### Goal of the exercise
Give back the whole listing word for word and skip each picture.
(Material for this exercise)
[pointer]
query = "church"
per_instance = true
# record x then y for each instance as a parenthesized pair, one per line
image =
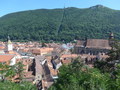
(94, 47)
(End Material for this exercise)
### Result for this task
[pointer]
query = "church"
per_instance = true
# record x then y for each instance as a parenthesized pair, one per line
image =
(94, 47)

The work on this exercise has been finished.